**Prompt 1:**
In the quantum chemistry blog excerpt, rewrite everything from "Amines are a" down to "greenhouse gas sequestration.", changing "pharmaceutical drugs" to "prescription medicines".
**Prompt 2:**
Summarize the quantum chemistry blog excerpt in two sentences.
**Prompt 3:**
Answer these questions from the quantum chemistry blog excerpt:
(a) What share of all pharmaceutical drugs contain amine functional groups?
(b) Roughly how high is the energy barrier for the geometry change in the umbrella inversion?
(c) In the cc-pVDZ basis, how many molecular orbitals and electrons represent the hydronium problem?

**Extract to read:**
Segment Open

However, while quantum computers are already available in the cloud, they have limited capabilities. Successfully applying this nascent technology to meaningful use cases is an open research topic, and often requires the implementation of complex workflows including classical pre- and post-processing steps. To address this, Good Chemistry has developed QEMIST Cloud, a high-throughput, high-accuracy chemistry platform on AWS. In order to both extend the capabilities of QEMIST Cloud to integrate with quantum computers and accelerate research in the field, Good Chemistry has developed and open-sourced Tangelo, a python package for chemistry workflows on quantum computers.

In this blog post, we illustrate how these tools allow the community to further explore the potential of quantum computing for non-trivial molecular systems, and streamline the design of experiments that you can run on Amazon Braket, the quantum computing service of AWS.

Our companion notebook provides access to the code necessary to recreate the results shown in this blog, and contains additional technical details.

A use case related to umbrella inversion

Amines are a varied class of chemical compounds characterized by the presence of one or many nitrogen centers, with which three bonds can be formed, according to the octet rule. Their chemical and industrial relevance cannot be overstated, as amines are some of the most prevalent biologically active molecules, including amino acids and neurotransmitters. As much as 42% of all pharmaceutical drugs contain amine functional groups, making them one of the most relevant targets for novel drug discovery. Their use in the production of dyes and epoxy resins makes them a focal point for many industrial chemical companies. Finally, their use in gas refineries for the removal of and suggests a potential for application to greenhouse gas sequestration.

An interesting effect which can be observed in these compounds is the amine inversion, commonly referred to as the umbrella (or pyramidal) inversion. In this phenomenon, an amine spontaneously alternates between two opposite forms. This effect is caused by the free electron pair tunneling between one side of the stereocenter nitrogen to the other, each time squeezing the functional groups through the plane to the opposite side. In this process, the bond structure resembles an umbrella being flipped inside-out in a strong wind. It is one of the most readily observable instances of quantum tunneling, which can be easily observed in infra-red spectroscopy.

This phenomenon has a significant role in chemical mechanisms behind the proton diffusion in water, which involves the hydronium cation H3O+, featuring one oxygen center. Fundamental knowledge about this has implications in the materials industry, with one example being the design of proton-exchange membranes(PEM) for fuel cells. At Good Chemistry, we are focused on materials science research, so in this blog we consider the hydronium cation to explore the umbrella inversion (illustrated in figure 1). The energy barrier associated with this geometry change is relatively short and narrow – on the order of 2 kcal/mol which results in a large tunneling rate.

Figure 1: Simple depiction of the umbrella inversion with the hydronium cation. In the cc-pVDZ basis, we represent the H_3O^+molecular problem with 29 molecular orbitals (MOs) and 10 electrons.

Figure 1: Simple depiction of the umbrella inversion with the hydronium cation. In the cc-pVDZ basis, we represent the H3O+molecular problem with 29 molecular orbitals (MOs) and 10 electrons.

Segment Closed

**Exercise data:**
Segment Open

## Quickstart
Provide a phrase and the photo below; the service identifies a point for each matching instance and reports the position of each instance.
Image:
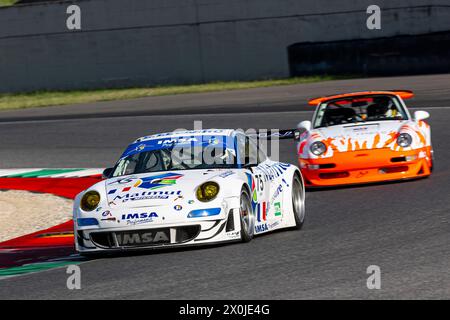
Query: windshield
(204, 154)
(359, 109)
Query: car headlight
(90, 201)
(318, 148)
(404, 140)
(207, 191)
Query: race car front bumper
(158, 236)
(366, 166)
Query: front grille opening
(397, 169)
(398, 159)
(327, 166)
(145, 238)
(334, 175)
(103, 239)
(80, 237)
(230, 222)
(185, 234)
(421, 171)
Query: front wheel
(246, 216)
(298, 202)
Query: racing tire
(432, 160)
(298, 202)
(246, 216)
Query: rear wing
(282, 134)
(404, 94)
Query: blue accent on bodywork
(84, 222)
(201, 213)
(179, 142)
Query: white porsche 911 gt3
(188, 188)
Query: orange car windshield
(359, 109)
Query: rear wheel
(431, 160)
(246, 216)
(298, 202)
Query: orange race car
(364, 137)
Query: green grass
(53, 98)
(5, 3)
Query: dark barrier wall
(400, 55)
(140, 43)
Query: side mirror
(107, 173)
(304, 125)
(421, 115)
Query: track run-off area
(401, 227)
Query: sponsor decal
(277, 206)
(147, 195)
(274, 225)
(142, 238)
(109, 219)
(226, 174)
(262, 211)
(106, 214)
(261, 228)
(233, 234)
(180, 140)
(153, 182)
(139, 218)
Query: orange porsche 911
(364, 137)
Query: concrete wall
(136, 42)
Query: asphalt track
(401, 227)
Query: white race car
(188, 188)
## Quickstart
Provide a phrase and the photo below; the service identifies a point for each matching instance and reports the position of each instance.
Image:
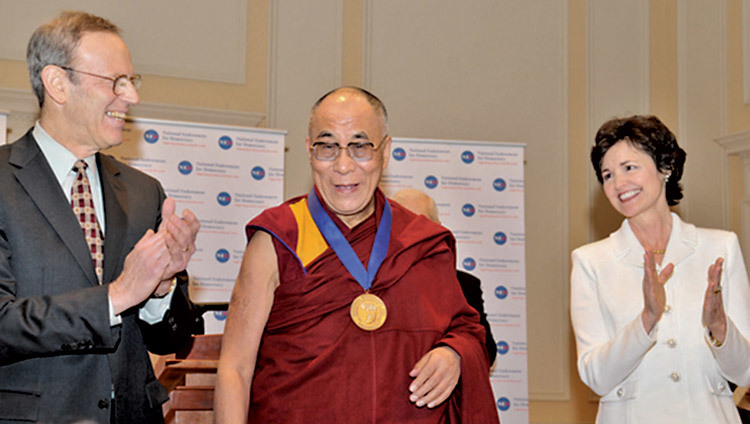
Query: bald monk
(421, 204)
(346, 308)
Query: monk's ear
(56, 83)
(308, 146)
(386, 151)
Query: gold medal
(368, 312)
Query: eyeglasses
(119, 83)
(360, 152)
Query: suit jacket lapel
(115, 207)
(35, 176)
(682, 243)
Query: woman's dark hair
(649, 135)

Segment Closed

**Worked solution 1:**
Amines are a varied class of chemical compounds characterized by the presence of one or many nitrogen centers, with which three bonds can be formed, according to the octet rule. Their chemical and industrial relevance cannot be overstated, as amines are some of the most prevalent biologically active molecules, including amino acids and neurotransmitters. As much as 42% of all prescription medicines contain amine functional groups, making them one of the most relevant targets for novel drug discovery. Their use in the production of dyes and epoxy resins makes them a focal point for many industrial chemical companies. Finally, their use in gas refineries for the removal of and suggests a potential for application to greenhouse gas sequestration.

**Worked solution 2:**
Good Chemistry built QEMIST Cloud, a chemistry platform on AWS, and open-sourced Tangelo, a Python package for chemistry workflows on quantum computers, to help put today's limited quantum computers to meaningful use. The post uses the hydronium cation to explore umbrella inversion, a quantum tunneling effect seen in amines in which the molecule spontaneously alternates between two opposite forms and which plays a role in proton diffusion in water.

**Worked solution 3:**
(a) As much as 42%.
(b) On the order of 2 kcal/mol.
(c) 29 molecular orbitals and 10 electrons.